» Instruction a
Copy the records word for word, starting at the line that contains "the dog's head" and running through the final line of the records. Omit any pictures from your copy.

» Excerpt to read
↓

THE CHEFS’ WAREHOUSE, INC. INCENTIVE STOCK OPTION AGREEMENT
Exhibit 10.19
THE CHEFS’ WAREHOUSE, INC.
INCENTIVE STOCK OPTION AGREEMENT
INCENTIVE STOCK OPTION AGREEMENT
THIS INCENTIVE STOCK OPTION AGREEMENT (this “Agreement”) is made and entered into as of this
____ day of _____________, 20__ (the “Grant Date”), by and between The Chefs’ Warehouse, Inc., a
Delaware corporation (together with its Subsidiaries and Affiliates, the “Company”), and
__________________ (the “Optionee”). Capitalized terms not otherwise defined herein shall have the
meaning ascribed to such terms in The Chefs’ Warehouse, Inc. 2011 Omnibus Equity Incentive Plan
(the “Plan”).
WHEREAS, the Company has adopted the Plan, which permits the issuance of stock options for the
purchase of shares of the common stock, par value $0.01 per share, of the Company (the “Shares”);
and
WHEREAS, the Company desires to afford the Optionee an opportunity to purchase Shares as
hereinafter provided in accordance with the provisions of the Plan.
NOW, THEREFORE, in consideration of the mutual covenants hereinafter set forth and for other
good and valuable consideration, the receipt and sufficiency of which are hereby acknowledged, the
parties hereto, intending to be legally bound hereby, agree as follows:
1. Grant of Option.
(a) The Company grants as of the date of this Agreement the right and option (the “Option”) to
purchase __________ Shares, in whole or in part (the “Option Stock”), at an exercise price of
_________________________ and No/100 Dollars ($_________) per Share, on the terms and conditions
set forth in this Agreement and subject to all provisions of the Plan. The Optionee, holder or
beneficiary of the Option shall not have any of the rights of a stockholder with respect to the
Option Stock until such person has become a holder of such Shares by the due exercise of the Option
and payment of the Option Payment (as defined in Section 3 below) in accordance with this
Agreement.
(b) The parties intend that the Option qualify as an incentive stock option within the meaning
of Section 422 of the Code, and this Agreement shall be interpreted consistently therewith. In the
event a portion or all of this Option does not so qualify, the parties intend that the
nonqualifying portion shall remain valid and outstanding and shall instead be treated as a
non-qualified stock option. Accordingly, the Optionee understands that in order to obtain the
benefits of an incentive stock option under Section 422 of the Code, no sale or other disposition
may be made of Option Stock for which incentive stock option treatment is desired within the
one-year period beginning on the day after the day of the transfer of such Option Stock to the
Optionee, nor within the two-year period beginning on the day after the grant of this Option, and
further that this Option must be exercised within three months after termination of employment as
an employee (or 12 months in the case of death or disability) in order to qualify as an incentive
stock option. If the Optionee disposes (whether by sale, gift, transfer or otherwise) of any such
Option Stock within either of these periods, the Optionee will notify the
Company within 30 days after such disposition. In order comply with all applicable federal,
state or local tax laws or regulations, the Company may take such action as it deems appropriate
to ensure that all applicable federal, state or other taxes are withheld or collected from the
Optionee.

↑

» Instruction b
Continue the incentive stock option agreement from the point where it stops.

» The records
↓

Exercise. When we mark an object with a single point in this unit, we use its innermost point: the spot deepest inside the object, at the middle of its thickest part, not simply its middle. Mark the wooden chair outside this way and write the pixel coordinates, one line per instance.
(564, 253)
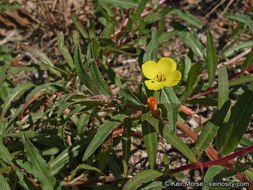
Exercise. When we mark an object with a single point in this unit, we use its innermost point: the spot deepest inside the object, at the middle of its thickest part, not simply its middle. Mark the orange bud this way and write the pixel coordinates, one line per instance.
(152, 104)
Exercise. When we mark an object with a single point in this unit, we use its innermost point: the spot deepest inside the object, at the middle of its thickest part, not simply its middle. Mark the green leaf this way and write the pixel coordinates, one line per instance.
(192, 80)
(211, 174)
(23, 181)
(172, 104)
(15, 94)
(175, 141)
(86, 167)
(140, 9)
(187, 17)
(241, 80)
(241, 18)
(126, 144)
(126, 4)
(140, 178)
(67, 156)
(151, 52)
(205, 138)
(39, 167)
(223, 86)
(65, 51)
(101, 134)
(150, 140)
(230, 51)
(192, 41)
(4, 184)
(48, 63)
(211, 58)
(98, 79)
(80, 27)
(4, 153)
(82, 73)
(248, 62)
(129, 95)
(231, 133)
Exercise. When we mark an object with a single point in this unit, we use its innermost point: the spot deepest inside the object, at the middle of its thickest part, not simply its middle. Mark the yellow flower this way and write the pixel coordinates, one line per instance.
(161, 74)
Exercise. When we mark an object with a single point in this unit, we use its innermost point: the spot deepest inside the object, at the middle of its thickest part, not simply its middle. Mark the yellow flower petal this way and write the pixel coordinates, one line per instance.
(154, 85)
(173, 78)
(166, 65)
(149, 69)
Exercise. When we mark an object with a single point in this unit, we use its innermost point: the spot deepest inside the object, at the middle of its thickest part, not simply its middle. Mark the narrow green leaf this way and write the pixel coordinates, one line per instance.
(175, 141)
(248, 62)
(64, 51)
(140, 178)
(172, 104)
(4, 184)
(15, 94)
(4, 153)
(192, 80)
(241, 80)
(193, 42)
(205, 138)
(150, 140)
(230, 51)
(151, 52)
(223, 86)
(101, 134)
(128, 94)
(23, 181)
(98, 79)
(211, 174)
(140, 9)
(211, 58)
(126, 144)
(241, 18)
(39, 167)
(48, 63)
(231, 133)
(187, 17)
(126, 4)
(82, 122)
(66, 157)
(80, 27)
(86, 167)
(82, 73)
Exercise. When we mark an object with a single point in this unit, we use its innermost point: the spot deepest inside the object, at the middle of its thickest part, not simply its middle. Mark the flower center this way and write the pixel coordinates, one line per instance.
(160, 77)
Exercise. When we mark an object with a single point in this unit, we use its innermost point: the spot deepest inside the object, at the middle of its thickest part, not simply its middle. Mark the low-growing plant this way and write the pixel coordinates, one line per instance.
(75, 132)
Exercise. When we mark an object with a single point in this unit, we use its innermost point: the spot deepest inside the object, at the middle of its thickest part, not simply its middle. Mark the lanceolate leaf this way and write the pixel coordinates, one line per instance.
(101, 134)
(151, 52)
(171, 102)
(128, 94)
(150, 140)
(175, 141)
(65, 51)
(15, 94)
(223, 86)
(143, 177)
(39, 168)
(211, 58)
(231, 133)
(193, 42)
(3, 183)
(248, 62)
(82, 73)
(126, 144)
(241, 18)
(98, 79)
(67, 156)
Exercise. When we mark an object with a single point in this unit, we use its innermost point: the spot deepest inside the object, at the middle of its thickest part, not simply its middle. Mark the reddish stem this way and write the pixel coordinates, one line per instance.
(250, 68)
(223, 160)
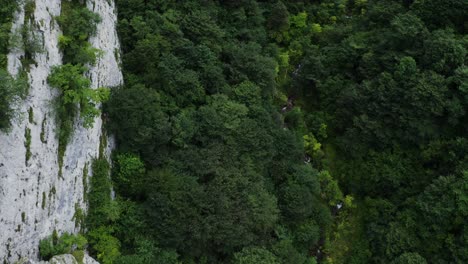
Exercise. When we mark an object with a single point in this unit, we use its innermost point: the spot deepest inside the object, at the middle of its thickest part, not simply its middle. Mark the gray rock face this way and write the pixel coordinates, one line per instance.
(34, 201)
(60, 259)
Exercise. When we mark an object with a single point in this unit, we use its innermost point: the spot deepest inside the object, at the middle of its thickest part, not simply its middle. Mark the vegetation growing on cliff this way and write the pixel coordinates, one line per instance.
(76, 95)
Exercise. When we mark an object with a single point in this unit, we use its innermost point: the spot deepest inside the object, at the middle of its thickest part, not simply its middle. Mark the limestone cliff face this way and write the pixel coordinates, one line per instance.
(33, 199)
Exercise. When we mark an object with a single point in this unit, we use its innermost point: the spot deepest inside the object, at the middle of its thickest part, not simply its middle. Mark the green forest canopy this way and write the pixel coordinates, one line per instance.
(248, 131)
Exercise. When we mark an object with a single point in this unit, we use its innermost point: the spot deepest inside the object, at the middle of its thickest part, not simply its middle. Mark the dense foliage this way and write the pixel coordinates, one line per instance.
(241, 122)
(251, 131)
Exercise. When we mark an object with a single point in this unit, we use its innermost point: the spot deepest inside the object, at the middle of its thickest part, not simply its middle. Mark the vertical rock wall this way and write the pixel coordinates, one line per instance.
(33, 199)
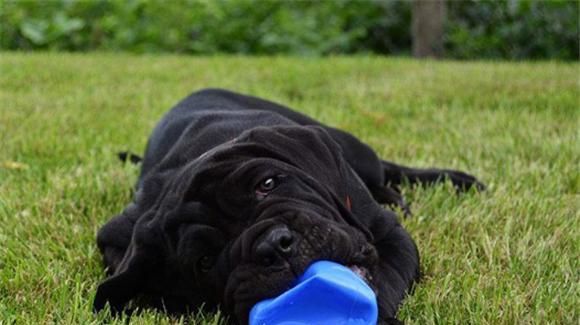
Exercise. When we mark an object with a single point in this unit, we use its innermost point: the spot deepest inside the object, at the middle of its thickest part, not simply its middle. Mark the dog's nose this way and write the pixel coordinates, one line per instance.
(275, 245)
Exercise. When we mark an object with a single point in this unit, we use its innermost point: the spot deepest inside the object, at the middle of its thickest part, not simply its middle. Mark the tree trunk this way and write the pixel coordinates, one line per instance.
(427, 30)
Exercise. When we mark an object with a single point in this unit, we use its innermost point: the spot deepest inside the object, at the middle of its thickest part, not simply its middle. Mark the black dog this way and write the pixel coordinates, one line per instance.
(238, 195)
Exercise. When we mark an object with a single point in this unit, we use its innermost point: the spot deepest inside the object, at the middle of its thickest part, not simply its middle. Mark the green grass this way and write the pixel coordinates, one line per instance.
(509, 255)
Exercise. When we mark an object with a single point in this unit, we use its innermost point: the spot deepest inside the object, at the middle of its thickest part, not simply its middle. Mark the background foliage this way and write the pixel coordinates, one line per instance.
(475, 29)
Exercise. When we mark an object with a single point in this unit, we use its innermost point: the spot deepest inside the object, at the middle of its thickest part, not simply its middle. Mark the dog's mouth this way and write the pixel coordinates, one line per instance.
(252, 281)
(362, 272)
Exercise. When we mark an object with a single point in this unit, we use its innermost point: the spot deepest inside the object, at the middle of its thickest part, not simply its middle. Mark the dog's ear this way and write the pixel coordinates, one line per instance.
(137, 270)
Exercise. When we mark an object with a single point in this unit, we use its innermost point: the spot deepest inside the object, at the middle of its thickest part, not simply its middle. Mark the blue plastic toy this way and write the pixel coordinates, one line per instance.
(326, 294)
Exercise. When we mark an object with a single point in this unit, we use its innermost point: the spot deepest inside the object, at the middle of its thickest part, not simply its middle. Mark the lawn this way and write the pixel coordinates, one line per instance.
(508, 255)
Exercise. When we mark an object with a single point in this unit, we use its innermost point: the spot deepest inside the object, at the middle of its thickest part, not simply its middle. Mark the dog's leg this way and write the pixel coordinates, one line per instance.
(397, 174)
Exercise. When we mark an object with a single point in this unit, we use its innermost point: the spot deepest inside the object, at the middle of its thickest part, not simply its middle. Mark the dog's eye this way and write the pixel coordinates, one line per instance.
(205, 263)
(268, 184)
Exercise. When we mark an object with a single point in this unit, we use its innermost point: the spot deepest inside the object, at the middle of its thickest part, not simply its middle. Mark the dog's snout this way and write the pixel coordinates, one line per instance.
(275, 245)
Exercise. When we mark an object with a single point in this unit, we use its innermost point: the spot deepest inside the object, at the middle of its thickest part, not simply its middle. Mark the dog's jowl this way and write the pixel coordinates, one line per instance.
(237, 196)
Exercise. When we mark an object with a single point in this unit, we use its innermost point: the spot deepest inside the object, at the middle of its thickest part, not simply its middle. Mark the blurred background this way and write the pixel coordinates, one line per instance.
(514, 29)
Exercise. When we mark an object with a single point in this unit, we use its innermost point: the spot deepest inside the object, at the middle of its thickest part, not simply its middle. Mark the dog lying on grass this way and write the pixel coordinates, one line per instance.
(238, 195)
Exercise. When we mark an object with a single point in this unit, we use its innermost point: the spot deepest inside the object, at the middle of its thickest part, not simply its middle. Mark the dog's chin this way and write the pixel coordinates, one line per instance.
(362, 272)
(254, 283)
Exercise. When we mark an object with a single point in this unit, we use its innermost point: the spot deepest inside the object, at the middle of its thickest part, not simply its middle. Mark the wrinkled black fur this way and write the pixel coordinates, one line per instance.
(196, 202)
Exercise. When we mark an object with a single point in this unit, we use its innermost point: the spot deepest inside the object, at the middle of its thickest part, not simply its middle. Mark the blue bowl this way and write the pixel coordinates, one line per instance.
(326, 294)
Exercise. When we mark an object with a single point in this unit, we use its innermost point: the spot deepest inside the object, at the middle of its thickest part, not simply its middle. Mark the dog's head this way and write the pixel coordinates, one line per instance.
(241, 222)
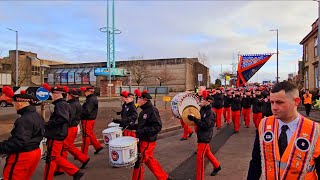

↑

» Written response a
Exercise. When we mark an object with a single point in this unit, we use its innermost point: the spot deepest inside the object, at the middle of its thickest part, not simply its middle. Mark the dog's head this way and write the pixel coordinates, one line per instance.
(241, 222)

» Written response b
2. Exercise of Option.
(a) Except as otherwise provided herein, this Option shall become vested and exercisable as
set forth below, if and only if the Optionee shall have been continuously employed by the Company
from the date of this Agreement through and including such dates:
Percentage Vested | Date | |
(b) Notwithstanding the above, this Option shall vest and become exercisable with respect to
100% of the Option Stock in the event of the Optionee’s death, Disability or Retirement, provided
the Optionee has remained continuously employed by the Company from the date of this Agreement to
such event.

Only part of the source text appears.